* **TASK OBJECTIVE**
Lines from the line with "the dark storm" to the line with "The service MUST return one point per instance of the patch" in the entries below, and only those, must be output exactly, with both ends included.

********************

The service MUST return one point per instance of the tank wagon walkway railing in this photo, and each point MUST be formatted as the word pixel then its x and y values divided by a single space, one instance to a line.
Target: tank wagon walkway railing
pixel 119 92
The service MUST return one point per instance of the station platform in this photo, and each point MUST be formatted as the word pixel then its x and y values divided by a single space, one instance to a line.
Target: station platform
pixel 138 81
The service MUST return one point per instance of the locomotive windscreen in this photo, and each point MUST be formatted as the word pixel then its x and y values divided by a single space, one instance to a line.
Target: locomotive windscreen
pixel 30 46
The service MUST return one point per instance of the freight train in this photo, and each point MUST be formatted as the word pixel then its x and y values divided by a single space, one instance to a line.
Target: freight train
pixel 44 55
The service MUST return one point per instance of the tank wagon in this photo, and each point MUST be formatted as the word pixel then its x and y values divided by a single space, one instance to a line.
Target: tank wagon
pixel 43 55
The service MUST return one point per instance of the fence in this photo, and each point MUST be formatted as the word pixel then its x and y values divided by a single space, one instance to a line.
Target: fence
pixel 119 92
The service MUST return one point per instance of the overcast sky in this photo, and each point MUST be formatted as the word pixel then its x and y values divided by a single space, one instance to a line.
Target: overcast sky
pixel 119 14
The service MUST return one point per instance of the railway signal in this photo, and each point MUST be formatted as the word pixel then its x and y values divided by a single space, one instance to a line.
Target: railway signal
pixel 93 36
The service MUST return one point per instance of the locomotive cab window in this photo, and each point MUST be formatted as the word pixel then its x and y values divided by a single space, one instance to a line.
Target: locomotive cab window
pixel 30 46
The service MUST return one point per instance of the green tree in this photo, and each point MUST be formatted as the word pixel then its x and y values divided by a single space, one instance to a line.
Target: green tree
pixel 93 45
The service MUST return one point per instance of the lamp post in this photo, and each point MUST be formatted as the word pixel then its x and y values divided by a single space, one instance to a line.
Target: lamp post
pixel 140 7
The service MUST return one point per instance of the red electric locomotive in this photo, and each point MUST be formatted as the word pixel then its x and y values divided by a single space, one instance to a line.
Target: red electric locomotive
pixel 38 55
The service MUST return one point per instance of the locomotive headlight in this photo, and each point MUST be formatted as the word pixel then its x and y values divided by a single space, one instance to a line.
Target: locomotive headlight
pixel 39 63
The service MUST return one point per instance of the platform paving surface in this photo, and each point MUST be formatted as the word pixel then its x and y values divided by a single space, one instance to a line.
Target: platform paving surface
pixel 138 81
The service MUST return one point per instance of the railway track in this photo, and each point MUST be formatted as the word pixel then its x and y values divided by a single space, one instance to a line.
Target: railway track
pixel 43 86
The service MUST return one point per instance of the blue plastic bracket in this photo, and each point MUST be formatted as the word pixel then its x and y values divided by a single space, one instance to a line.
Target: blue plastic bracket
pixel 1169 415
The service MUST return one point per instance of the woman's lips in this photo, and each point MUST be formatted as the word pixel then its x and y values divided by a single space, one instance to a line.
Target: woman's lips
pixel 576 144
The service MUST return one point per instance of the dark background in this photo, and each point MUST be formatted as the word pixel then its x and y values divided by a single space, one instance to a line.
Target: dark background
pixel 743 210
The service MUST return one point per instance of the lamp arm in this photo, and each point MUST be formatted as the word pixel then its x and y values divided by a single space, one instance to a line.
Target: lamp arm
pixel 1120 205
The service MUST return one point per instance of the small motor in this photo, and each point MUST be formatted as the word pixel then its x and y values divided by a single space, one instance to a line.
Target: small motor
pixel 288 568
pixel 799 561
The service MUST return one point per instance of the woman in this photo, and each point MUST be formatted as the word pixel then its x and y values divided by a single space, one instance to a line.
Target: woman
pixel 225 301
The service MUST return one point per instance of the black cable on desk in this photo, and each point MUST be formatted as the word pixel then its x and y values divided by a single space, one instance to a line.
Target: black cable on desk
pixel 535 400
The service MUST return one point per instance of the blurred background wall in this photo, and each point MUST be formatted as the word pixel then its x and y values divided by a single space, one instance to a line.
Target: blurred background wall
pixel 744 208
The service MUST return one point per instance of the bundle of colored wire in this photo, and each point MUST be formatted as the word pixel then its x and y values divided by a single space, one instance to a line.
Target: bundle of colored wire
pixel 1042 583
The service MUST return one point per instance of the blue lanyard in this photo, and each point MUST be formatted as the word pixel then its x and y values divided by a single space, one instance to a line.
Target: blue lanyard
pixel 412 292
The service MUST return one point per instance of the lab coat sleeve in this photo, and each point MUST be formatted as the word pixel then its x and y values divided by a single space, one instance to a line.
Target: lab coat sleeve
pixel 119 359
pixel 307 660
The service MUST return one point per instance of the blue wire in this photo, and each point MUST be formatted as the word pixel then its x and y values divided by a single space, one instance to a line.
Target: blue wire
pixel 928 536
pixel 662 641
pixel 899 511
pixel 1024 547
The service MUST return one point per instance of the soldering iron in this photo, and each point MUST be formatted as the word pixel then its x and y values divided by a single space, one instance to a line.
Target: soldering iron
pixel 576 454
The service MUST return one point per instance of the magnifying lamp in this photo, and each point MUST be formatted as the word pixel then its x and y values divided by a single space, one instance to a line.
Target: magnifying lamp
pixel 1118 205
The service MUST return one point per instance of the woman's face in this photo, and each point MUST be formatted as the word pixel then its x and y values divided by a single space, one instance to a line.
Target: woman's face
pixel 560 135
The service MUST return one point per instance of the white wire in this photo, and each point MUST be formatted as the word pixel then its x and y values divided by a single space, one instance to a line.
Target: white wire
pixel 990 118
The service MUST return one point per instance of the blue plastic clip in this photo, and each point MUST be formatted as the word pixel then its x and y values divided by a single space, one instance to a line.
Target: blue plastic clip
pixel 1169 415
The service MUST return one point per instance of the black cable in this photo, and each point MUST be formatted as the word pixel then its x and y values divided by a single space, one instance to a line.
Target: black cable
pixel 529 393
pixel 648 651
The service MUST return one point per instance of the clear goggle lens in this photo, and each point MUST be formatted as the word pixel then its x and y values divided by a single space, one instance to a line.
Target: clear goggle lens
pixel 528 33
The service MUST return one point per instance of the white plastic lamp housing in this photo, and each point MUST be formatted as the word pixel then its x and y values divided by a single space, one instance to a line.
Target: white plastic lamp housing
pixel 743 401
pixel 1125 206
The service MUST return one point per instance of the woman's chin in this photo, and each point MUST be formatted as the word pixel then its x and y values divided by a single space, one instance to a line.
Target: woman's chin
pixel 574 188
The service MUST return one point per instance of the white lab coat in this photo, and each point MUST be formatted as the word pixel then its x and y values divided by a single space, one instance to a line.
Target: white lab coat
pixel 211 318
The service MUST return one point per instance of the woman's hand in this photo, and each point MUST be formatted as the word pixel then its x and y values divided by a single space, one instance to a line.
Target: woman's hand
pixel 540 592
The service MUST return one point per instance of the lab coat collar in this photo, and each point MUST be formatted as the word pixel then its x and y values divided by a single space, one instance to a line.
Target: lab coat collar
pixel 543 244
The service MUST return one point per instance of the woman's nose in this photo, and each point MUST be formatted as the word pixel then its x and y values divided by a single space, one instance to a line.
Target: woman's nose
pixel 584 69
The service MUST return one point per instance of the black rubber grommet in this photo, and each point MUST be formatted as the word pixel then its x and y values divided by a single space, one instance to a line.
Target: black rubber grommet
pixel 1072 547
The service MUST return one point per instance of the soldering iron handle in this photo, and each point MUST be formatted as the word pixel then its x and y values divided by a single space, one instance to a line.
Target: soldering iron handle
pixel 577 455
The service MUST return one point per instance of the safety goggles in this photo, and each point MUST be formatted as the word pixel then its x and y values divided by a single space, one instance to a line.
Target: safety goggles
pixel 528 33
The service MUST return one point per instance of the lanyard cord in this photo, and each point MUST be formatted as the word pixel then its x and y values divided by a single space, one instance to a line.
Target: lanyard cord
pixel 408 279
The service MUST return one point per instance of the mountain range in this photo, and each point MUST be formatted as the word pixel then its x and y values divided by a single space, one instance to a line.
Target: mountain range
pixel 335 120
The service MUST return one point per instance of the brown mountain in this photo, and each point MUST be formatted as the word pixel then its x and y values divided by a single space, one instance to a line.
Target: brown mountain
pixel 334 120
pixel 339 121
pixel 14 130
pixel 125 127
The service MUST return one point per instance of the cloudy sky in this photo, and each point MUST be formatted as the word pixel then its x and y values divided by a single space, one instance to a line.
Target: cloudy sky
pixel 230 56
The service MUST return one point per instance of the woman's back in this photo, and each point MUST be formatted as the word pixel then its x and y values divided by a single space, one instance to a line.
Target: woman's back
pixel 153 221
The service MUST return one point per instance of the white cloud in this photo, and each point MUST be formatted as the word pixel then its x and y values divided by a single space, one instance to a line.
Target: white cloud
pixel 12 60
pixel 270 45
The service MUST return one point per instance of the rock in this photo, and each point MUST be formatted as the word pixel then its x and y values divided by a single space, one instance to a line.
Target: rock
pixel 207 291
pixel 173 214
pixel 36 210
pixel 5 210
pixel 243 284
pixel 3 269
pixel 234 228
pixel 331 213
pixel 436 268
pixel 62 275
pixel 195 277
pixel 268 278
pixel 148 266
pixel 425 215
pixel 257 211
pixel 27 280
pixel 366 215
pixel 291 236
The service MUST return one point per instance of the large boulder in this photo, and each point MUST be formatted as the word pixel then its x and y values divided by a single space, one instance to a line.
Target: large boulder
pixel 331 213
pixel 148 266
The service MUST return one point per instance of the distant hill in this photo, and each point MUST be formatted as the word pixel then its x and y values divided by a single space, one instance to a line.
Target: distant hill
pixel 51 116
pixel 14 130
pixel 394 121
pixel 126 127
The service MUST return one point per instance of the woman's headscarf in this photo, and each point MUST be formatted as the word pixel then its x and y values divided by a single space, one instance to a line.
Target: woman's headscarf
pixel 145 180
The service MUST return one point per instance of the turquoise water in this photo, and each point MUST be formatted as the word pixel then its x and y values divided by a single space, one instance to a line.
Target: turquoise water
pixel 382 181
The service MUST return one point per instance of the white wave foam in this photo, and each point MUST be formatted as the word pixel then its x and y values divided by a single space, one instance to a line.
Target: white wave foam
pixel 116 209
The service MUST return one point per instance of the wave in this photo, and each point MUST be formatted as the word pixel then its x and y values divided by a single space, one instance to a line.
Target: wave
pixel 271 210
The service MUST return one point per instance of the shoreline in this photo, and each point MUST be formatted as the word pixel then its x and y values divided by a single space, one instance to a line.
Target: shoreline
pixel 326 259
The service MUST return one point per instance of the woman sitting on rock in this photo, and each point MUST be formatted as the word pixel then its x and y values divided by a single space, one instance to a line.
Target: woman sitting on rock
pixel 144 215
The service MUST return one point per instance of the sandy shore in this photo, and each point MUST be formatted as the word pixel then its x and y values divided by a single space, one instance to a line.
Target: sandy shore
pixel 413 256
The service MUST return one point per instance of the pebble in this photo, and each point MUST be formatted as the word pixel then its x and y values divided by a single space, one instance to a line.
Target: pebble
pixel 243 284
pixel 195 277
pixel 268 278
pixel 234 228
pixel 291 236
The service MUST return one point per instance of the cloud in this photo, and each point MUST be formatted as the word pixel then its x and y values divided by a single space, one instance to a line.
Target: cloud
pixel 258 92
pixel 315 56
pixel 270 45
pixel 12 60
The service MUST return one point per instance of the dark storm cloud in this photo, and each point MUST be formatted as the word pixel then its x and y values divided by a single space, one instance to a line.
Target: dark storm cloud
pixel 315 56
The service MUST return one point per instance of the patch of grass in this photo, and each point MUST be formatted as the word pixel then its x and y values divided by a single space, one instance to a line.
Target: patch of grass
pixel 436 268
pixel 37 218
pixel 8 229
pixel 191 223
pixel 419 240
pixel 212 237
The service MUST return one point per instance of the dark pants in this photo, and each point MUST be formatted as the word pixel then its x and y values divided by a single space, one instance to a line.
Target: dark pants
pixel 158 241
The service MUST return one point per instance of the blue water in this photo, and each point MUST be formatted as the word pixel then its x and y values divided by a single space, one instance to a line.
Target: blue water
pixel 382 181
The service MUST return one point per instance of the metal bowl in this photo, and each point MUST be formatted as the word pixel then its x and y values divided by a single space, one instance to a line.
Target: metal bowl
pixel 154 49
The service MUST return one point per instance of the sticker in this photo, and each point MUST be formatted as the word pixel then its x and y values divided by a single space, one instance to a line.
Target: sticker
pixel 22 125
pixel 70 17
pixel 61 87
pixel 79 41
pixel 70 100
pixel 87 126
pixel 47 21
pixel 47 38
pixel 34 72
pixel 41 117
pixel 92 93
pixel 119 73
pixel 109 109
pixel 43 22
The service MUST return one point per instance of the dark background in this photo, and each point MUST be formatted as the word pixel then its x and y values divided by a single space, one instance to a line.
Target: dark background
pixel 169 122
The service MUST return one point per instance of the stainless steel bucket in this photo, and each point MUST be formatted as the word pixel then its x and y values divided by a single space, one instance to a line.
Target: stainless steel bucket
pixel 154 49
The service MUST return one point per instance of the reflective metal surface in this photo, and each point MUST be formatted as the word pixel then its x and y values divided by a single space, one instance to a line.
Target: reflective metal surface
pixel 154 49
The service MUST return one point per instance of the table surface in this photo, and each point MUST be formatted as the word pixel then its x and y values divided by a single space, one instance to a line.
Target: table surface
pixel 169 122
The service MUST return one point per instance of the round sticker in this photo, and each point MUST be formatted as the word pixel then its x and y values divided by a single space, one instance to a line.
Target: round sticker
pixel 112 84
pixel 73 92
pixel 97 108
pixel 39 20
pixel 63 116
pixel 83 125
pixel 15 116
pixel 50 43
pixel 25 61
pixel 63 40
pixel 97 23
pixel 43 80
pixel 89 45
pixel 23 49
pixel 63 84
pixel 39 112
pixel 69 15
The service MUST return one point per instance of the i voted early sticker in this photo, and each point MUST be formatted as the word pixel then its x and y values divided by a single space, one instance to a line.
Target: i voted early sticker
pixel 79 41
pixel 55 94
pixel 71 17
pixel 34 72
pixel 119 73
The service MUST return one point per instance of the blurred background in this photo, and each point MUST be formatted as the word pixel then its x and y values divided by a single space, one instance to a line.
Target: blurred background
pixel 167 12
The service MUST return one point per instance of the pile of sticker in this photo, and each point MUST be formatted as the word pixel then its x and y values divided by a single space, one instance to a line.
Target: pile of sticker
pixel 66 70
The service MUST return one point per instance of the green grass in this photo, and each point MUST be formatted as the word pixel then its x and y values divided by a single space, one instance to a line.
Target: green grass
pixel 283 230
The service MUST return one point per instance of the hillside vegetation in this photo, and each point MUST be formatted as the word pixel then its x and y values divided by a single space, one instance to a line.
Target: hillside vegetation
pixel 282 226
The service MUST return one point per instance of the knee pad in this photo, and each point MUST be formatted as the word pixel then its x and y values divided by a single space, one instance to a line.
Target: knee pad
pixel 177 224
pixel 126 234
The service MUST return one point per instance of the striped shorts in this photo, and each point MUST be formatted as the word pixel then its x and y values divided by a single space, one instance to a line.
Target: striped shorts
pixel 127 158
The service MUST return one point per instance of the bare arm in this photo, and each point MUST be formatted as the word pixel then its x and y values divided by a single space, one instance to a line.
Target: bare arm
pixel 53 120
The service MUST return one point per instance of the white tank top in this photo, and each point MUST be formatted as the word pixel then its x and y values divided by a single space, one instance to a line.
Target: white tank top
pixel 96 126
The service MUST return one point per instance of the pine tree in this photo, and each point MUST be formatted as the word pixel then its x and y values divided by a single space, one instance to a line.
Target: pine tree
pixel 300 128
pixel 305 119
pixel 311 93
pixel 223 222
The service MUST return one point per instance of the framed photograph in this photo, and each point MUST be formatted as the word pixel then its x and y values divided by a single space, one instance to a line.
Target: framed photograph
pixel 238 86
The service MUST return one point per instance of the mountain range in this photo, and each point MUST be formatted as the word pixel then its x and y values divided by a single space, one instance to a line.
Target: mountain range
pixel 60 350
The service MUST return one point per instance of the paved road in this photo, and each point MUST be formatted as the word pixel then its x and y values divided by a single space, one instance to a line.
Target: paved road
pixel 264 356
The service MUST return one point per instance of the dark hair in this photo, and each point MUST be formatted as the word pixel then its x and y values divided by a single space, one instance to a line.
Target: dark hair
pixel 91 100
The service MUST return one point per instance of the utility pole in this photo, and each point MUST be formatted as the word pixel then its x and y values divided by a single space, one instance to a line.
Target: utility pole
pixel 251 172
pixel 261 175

********************

* **RESPONSE TO THIS EXERCISE**
The service MUST return one point per instance of the dark storm cloud in this photo, and each point MUST be formatted as the word pixel then its x and y values divided by a single space, one instance to a line.
Target: dark storm cloud
pixel 315 56
The service MUST return one point per instance of the patch of grass in this photo, and each point MUST be formatted as the word pixel then its x and y values divided by a single space, one instance to a line.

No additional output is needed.